A proof of Theorem 1 is given in the appendix. The MFEDs, proposed in Theorem 1, are pairwise comparison evolutionary dynamics [11]. Unlike the RDs, MFEDs set the probability of switching from the current strategy i to strategy j proportional to the differences between these strategies’ payoffs. One agent will compare its current payoff with the payoffs of the strategies in its neighborhood to determine whether it will switch.

B. Mean Field Evolutionary Dynamics in SIR, SIVR, and SIDR

With the derived payoff functions in (8), (9), and (10) and the general form of MFEDs in the Theorem 1, we will construct SIR, SIVR, and SIDR epidemic models based on corresponding strategy graphs shown in Fig. 1.

Following the strategy graph in Fig. 1(a) and putting payoff functions (8) into (11), we obtain the MFEDs for the SIR as follows:

(12)

------

What needs to be done => Carry on the passage about mean field evolutionary dynamics in epidemic models from the point where it stops. The data that comes after this passage has nothing to do with it.

Saved entries

------

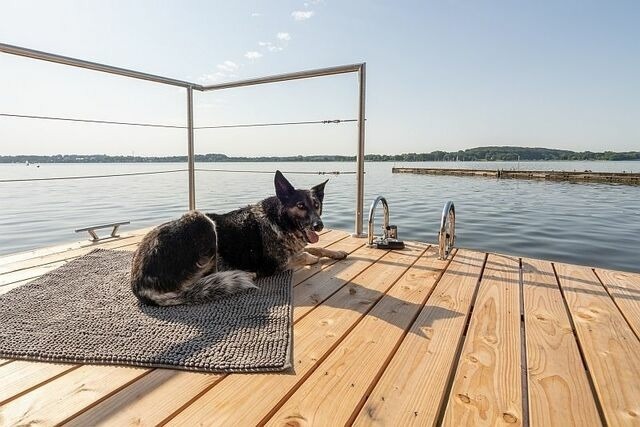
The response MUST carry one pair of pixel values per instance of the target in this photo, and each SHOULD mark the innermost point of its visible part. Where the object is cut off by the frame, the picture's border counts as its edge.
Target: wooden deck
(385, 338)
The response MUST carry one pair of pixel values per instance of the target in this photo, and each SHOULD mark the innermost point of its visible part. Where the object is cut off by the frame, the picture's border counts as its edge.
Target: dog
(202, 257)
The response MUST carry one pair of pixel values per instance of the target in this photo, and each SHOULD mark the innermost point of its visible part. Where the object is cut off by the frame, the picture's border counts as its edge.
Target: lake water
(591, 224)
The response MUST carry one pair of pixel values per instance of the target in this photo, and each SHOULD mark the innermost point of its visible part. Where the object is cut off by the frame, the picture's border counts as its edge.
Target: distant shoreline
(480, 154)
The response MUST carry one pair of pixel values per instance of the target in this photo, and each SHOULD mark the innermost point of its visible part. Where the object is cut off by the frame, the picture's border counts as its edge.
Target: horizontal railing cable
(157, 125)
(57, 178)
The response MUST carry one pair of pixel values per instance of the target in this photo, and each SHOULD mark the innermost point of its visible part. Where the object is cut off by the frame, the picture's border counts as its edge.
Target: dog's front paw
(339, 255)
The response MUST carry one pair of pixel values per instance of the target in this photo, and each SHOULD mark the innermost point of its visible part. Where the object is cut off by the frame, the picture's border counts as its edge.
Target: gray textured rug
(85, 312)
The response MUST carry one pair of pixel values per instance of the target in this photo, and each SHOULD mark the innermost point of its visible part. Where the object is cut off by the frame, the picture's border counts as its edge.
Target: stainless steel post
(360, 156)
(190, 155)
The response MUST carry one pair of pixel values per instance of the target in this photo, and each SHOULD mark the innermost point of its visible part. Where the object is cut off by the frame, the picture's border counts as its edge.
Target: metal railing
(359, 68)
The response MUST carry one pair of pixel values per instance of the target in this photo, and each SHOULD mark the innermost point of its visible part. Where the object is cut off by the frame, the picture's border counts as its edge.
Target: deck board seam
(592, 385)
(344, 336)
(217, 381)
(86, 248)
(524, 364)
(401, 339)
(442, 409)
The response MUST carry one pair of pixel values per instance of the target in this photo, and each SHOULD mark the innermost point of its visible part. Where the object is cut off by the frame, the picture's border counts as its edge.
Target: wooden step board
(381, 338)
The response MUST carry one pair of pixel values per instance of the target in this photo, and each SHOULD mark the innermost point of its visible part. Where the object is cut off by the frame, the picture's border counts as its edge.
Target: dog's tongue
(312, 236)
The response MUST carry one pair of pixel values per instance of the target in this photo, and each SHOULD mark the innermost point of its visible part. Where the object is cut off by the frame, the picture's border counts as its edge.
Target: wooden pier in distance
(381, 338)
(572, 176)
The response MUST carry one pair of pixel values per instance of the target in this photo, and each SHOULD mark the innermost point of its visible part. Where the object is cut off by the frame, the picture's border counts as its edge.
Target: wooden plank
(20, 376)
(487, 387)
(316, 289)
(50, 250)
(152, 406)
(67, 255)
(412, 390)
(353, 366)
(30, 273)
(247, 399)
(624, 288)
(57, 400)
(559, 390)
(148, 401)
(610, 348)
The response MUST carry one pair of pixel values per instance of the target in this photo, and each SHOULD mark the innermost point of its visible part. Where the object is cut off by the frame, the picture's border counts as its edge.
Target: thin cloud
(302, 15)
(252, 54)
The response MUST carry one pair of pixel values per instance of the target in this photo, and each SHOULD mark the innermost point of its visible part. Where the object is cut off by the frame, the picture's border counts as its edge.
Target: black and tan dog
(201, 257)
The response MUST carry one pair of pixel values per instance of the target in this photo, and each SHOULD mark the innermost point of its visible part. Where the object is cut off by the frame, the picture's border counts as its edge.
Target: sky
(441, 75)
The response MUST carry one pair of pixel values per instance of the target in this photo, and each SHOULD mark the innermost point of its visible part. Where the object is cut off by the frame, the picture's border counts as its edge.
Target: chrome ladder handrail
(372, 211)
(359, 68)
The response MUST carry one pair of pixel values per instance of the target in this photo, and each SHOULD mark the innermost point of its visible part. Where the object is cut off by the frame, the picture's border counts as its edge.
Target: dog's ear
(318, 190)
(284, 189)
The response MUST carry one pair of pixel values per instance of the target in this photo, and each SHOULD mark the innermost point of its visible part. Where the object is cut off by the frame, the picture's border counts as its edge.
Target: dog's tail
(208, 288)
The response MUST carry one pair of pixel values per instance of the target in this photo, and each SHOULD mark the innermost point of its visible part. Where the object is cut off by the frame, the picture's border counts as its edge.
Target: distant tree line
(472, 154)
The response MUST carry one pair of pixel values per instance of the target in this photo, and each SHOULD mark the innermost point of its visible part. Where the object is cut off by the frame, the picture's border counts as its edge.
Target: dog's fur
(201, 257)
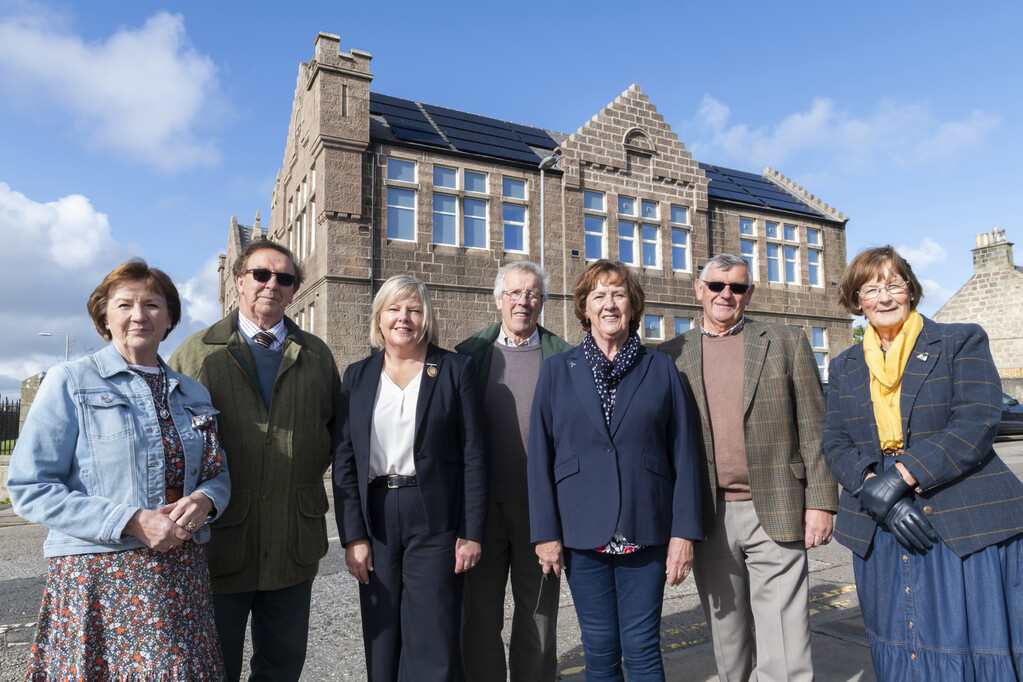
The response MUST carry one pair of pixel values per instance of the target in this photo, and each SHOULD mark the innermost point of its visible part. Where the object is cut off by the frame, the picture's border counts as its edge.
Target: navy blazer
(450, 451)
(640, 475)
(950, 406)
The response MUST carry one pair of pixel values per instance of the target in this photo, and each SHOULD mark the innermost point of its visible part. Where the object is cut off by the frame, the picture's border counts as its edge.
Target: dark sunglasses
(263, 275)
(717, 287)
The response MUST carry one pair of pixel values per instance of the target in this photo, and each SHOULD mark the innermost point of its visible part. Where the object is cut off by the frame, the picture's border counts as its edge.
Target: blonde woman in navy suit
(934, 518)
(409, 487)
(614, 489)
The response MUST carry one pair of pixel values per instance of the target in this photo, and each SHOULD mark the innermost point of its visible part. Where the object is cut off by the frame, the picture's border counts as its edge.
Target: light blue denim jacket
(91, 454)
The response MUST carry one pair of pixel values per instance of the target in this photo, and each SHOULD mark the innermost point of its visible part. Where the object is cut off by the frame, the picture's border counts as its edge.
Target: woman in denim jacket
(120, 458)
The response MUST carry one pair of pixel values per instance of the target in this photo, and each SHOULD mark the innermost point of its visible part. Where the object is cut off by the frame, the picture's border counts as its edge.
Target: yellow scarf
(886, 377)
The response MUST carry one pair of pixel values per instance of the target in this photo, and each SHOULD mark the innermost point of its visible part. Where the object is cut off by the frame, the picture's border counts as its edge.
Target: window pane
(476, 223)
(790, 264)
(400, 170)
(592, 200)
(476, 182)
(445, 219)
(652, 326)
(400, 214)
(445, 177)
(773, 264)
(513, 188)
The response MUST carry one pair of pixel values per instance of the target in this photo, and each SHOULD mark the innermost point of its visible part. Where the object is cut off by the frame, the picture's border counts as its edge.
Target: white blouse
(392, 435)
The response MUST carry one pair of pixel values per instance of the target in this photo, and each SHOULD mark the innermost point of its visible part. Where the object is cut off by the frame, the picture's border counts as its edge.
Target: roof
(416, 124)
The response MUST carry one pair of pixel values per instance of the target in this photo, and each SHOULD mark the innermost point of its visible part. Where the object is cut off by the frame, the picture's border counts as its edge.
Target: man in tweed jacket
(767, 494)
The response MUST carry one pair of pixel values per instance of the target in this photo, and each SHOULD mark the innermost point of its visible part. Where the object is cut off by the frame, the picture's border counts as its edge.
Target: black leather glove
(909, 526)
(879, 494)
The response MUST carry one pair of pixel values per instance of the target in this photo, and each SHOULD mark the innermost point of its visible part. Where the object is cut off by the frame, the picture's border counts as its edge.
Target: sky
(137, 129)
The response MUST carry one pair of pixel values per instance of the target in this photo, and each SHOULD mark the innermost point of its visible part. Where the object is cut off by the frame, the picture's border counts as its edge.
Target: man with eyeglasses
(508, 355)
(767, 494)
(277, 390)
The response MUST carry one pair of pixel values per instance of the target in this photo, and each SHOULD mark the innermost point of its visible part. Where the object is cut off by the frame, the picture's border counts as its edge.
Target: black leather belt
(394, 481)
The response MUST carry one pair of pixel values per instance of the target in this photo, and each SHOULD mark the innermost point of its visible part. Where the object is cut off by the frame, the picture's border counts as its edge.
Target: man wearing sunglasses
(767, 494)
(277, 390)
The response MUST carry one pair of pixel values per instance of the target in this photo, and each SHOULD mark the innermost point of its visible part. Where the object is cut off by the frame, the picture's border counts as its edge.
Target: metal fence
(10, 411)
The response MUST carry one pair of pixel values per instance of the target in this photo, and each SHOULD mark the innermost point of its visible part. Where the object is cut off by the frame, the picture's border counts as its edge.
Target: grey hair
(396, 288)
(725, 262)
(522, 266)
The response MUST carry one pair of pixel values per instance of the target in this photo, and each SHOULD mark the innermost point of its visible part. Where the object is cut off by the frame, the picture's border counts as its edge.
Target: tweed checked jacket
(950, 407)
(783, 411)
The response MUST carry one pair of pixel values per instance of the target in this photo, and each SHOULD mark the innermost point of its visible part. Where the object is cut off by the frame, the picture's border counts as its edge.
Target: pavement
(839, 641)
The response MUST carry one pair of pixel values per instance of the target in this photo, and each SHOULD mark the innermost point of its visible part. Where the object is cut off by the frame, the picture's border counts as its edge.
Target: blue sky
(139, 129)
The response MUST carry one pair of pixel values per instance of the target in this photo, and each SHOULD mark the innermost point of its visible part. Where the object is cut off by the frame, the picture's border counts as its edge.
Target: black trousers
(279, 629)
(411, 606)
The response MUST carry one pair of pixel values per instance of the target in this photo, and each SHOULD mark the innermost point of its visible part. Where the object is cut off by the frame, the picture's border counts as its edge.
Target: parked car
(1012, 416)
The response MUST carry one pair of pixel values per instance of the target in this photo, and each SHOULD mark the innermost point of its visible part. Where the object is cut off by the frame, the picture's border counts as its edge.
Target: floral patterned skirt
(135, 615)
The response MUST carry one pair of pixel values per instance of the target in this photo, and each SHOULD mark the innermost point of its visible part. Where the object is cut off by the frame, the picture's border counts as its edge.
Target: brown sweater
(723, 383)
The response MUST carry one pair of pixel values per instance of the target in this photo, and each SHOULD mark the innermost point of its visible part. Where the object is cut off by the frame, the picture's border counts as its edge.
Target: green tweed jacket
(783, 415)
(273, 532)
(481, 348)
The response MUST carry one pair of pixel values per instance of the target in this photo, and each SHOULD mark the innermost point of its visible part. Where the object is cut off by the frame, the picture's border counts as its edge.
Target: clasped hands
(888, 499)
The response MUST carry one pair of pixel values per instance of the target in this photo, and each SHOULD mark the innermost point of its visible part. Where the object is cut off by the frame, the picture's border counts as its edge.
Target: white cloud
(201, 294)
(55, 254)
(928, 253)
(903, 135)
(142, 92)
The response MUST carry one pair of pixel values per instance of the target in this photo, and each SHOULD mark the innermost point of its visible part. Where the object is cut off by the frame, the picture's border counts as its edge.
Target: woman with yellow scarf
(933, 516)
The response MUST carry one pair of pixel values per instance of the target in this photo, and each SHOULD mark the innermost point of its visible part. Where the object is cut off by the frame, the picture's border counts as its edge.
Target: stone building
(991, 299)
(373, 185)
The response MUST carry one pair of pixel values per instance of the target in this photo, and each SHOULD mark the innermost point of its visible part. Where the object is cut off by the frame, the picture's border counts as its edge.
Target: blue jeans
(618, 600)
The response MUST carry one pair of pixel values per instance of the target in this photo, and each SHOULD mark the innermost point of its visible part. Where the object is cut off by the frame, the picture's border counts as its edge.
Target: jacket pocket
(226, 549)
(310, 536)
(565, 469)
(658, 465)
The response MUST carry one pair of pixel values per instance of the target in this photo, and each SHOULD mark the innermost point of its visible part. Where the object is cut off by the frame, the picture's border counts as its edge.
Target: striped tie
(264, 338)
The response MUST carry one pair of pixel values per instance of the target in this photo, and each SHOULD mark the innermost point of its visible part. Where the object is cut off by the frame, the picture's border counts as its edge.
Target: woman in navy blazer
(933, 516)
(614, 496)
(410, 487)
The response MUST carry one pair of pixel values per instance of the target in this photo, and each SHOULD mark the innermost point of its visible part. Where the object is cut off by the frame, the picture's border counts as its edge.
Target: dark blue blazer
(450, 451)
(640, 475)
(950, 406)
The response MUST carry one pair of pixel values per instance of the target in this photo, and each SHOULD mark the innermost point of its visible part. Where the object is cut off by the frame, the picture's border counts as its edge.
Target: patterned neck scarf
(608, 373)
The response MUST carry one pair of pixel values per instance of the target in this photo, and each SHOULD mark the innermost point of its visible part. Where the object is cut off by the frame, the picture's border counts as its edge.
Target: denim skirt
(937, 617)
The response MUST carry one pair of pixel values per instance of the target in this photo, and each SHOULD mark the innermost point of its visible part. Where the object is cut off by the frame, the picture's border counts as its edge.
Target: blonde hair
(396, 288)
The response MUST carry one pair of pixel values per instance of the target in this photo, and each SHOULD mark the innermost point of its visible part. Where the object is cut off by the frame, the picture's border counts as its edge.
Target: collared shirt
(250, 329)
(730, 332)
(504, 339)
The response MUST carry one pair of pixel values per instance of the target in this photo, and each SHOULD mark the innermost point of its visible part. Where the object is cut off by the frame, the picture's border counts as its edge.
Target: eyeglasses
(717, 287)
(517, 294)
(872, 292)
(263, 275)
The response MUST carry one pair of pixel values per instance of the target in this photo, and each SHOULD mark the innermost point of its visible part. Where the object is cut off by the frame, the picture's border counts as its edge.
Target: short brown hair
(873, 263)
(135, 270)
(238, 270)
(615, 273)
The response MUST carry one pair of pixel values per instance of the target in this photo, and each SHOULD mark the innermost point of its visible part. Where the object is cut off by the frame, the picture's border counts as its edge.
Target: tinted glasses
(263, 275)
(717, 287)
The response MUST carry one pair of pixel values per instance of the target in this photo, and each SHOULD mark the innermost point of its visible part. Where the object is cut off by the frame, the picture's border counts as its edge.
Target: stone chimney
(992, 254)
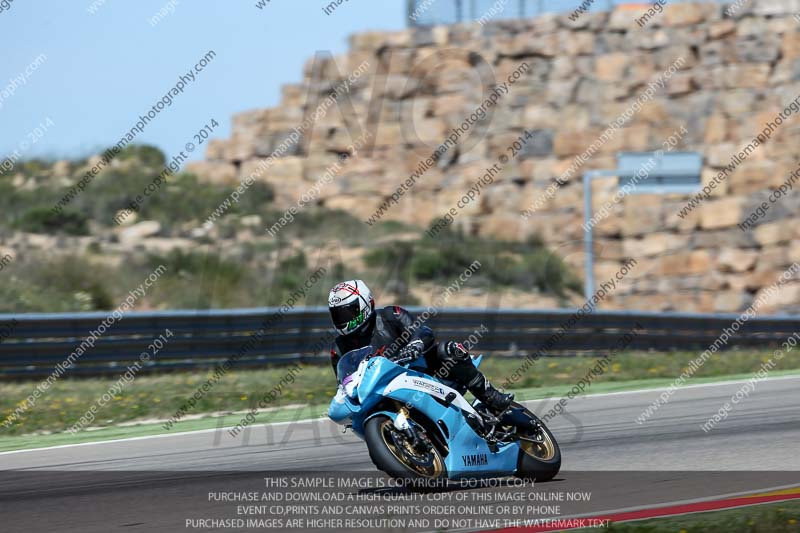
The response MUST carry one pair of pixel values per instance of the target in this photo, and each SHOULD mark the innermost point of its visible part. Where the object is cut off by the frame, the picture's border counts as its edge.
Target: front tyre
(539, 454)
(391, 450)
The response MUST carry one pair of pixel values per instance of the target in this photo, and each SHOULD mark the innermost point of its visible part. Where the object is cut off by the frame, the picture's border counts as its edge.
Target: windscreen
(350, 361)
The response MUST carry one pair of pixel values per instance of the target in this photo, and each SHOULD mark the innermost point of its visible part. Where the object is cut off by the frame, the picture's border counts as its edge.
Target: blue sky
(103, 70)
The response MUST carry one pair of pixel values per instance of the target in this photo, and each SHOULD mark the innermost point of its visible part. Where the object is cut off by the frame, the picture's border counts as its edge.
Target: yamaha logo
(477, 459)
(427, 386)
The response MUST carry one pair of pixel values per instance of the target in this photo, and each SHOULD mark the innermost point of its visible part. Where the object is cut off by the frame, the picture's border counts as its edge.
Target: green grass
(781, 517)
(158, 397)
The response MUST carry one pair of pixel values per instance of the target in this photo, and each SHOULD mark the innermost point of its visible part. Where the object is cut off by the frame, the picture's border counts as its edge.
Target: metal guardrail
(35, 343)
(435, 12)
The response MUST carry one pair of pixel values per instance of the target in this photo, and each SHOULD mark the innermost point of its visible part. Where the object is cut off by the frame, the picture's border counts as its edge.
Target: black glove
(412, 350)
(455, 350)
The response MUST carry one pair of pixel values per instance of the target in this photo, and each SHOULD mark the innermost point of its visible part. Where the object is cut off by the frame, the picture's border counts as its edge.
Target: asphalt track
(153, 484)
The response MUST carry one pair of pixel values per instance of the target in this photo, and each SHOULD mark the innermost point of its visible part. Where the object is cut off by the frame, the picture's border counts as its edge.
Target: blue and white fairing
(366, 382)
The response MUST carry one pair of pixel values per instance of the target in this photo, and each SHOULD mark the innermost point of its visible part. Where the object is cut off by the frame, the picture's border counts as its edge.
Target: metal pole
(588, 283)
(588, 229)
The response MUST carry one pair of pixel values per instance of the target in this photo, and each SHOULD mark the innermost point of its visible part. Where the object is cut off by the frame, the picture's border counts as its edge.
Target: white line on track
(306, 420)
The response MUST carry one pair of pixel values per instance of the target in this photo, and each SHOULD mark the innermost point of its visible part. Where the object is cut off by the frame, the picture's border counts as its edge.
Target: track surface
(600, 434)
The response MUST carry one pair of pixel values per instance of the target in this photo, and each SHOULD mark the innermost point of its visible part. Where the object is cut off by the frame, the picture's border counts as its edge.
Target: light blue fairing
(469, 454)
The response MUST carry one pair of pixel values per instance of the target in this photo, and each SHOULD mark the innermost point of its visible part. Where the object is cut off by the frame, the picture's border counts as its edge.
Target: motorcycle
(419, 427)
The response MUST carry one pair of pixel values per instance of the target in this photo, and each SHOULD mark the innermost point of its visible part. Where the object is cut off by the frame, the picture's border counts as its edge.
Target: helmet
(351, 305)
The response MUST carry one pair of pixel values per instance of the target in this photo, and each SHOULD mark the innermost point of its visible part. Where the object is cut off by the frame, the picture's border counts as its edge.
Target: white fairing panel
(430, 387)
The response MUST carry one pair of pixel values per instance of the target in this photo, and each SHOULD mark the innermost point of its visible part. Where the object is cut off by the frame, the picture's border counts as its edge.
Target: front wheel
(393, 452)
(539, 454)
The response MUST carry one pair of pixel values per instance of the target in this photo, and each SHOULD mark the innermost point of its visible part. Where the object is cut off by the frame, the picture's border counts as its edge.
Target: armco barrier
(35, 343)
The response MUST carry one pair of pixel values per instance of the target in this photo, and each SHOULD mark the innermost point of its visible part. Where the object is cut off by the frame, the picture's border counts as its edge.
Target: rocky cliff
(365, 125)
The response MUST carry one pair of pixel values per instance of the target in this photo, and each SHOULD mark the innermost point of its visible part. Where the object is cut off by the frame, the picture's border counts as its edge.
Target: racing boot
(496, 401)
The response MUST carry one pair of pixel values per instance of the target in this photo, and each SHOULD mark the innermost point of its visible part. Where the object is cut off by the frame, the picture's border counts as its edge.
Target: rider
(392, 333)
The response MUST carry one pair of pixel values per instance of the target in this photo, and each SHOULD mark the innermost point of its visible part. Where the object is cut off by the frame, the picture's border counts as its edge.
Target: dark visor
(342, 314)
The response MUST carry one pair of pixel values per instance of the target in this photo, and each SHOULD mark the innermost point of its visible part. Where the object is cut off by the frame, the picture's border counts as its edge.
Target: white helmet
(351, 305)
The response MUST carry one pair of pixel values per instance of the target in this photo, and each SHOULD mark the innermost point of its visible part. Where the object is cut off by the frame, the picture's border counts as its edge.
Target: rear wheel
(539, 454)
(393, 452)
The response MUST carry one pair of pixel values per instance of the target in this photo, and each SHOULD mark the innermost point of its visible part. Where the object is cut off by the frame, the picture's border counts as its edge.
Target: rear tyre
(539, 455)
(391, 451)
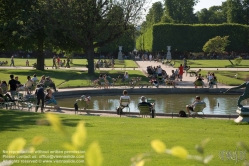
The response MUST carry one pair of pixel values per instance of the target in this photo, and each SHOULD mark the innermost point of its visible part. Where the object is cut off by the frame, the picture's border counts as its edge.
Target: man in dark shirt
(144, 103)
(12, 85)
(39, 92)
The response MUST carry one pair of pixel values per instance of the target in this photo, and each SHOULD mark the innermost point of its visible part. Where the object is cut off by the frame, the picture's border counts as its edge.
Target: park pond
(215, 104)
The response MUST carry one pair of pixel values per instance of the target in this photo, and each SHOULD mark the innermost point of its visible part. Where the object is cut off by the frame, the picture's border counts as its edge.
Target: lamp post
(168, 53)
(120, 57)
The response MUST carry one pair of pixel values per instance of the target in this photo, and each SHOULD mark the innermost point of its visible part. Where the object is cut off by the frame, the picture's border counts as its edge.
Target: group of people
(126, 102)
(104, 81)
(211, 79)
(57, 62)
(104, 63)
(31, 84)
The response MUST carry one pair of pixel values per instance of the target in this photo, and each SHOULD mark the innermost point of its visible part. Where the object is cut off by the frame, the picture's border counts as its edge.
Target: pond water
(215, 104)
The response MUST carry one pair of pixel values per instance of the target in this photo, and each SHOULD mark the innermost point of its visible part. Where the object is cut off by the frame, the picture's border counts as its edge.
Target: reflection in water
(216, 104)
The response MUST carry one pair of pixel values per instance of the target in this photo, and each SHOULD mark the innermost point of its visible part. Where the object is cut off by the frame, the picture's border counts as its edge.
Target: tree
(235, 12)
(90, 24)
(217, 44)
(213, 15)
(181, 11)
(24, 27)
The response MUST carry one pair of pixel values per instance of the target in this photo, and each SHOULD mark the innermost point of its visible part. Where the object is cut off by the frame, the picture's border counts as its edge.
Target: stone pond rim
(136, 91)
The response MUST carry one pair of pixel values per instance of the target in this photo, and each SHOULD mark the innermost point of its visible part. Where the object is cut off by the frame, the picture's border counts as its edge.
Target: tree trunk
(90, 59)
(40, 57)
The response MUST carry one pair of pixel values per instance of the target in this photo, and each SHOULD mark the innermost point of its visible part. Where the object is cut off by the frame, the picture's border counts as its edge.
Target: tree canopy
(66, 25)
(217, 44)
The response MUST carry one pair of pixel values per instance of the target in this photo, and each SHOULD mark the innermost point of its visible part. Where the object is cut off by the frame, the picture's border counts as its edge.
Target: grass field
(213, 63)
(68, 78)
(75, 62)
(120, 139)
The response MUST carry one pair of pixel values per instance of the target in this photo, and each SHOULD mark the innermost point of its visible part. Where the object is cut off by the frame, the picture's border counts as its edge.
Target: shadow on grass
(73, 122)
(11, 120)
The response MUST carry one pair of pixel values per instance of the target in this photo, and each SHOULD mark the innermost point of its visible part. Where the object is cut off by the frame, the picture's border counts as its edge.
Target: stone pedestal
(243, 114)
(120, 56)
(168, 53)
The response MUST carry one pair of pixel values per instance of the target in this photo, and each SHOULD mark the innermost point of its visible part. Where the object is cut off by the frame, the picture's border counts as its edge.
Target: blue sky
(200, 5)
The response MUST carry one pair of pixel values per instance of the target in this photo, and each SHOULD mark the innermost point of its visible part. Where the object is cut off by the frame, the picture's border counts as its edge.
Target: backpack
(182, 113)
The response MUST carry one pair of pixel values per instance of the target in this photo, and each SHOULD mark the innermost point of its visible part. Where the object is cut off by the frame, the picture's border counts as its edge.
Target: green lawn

------

Answer space =>
[TeX:] $$\begin{aligned} \frac{d \rho_{s}}{d t}=& \rho_{I}\left[F_{s}-F_{I}\right]^{+}-\rho_{s}\left[F_{I}-F_{s}\right]^{+}, \\ \frac{d \rho_{I}}{d t}=& \rho_{s}\left[F_{I}-F_{s}\right]^{+}+\rho_{r}\left[F_{I}-F_{r}\right]^{+}, \\ &-\rho_{I}\left[F_{s}-F_{I}\right]^{+}-\rho_{I}\left[F_{r}-F_{I}\right]^{+}, \\ \frac{d \rho_{r}}{d t}=& \rho_{I}\left[F_{r}-F_{I}\right]^{+}-\rho_{r}\left[F_{I}-F_{s}\right]^{+}, \end{aligned}$$

where [TeX:] $$\zeta=0$$ and all weights are set to be unity. The first partial differential equation (PDE) describes the change in the fraction of populatoin that is susceptible. [TeX:] $$\rho_{I}\left[F_{s}-F_{I}\right]^{+}$$ is the fraction of the population, who recover from the infectious disease without immunity and thus become susceptible in a unit of time. [TeX:] $$\rho_{s}\left[F_{I}-F_{s}\right]^{+}$$ is the fraction of the susceptible population who get infected in unit time. The second and third PDEs can be interpreted in a similar way.

Likewise, following the strategy graph in Fig. 1(b) and putting payoff functions (9) into (11), we obtain the MFEDs for the SIVR as follows:

(13)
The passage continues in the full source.